-- Material for this task start --

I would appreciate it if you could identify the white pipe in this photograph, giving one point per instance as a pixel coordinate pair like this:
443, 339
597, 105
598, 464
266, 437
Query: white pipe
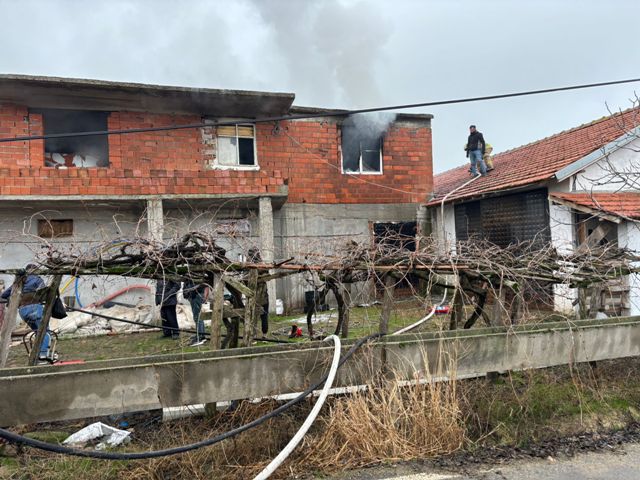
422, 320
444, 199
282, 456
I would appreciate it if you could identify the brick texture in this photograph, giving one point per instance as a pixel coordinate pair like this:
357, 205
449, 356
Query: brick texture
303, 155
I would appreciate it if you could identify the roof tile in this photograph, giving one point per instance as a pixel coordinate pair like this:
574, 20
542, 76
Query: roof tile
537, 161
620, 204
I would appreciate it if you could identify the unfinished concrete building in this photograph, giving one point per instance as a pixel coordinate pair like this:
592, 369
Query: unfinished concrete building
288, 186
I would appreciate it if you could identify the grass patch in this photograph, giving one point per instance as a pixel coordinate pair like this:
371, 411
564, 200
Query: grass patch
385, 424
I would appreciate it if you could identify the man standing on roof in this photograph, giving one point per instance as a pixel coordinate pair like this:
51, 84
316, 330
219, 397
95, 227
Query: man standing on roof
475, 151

-- Material for this task end --

• **What you are asked to do**: Write out every line of the rows above as a JSON list of strings, one string per line, leaving out blank lines and the pictures.

• **Task solution**:
[
  "I would appreciate it if you could identify the white pipe in this photograph, giving one point per instance as a pixel coordinate pair like this:",
  "443, 339",
  "597, 105",
  "598, 464",
  "266, 437",
  "Query: white pipe",
  "422, 320",
  "444, 199",
  "282, 456",
  "I would appreciate it if you could identify the brick texture in this photograph, giving one point per instance as a pixel coordinate pair like this:",
  "357, 205",
  "449, 356",
  "Query: brick texture",
  "303, 155",
  "I would appreciate it if you could identify the roof tile in this photograph, giving one point per instance as a pixel coordinate pair like this:",
  "574, 20",
  "542, 76",
  "Query: roof tile",
  "537, 161",
  "620, 204",
  "I would appreciate it if you could identify the unfinished concrete building in this photograph, giving one point per instance as a pixel coordinate pair like this:",
  "592, 369",
  "Query: unfinished concrete building",
  "288, 186",
  "I would appreciate it if you could identify the grass patch in this photograph, giving one point per instance as a pixel coordinate pair like this:",
  "371, 411",
  "564, 200",
  "Query: grass patch",
  "385, 424",
  "I would appreciate it if you could identify the man standing on roof in this photograph, giving one point per instance as a pixel coordinate pair like this:",
  "51, 84",
  "316, 330",
  "219, 397",
  "95, 227",
  "Query: man standing on roof",
  "475, 151"
]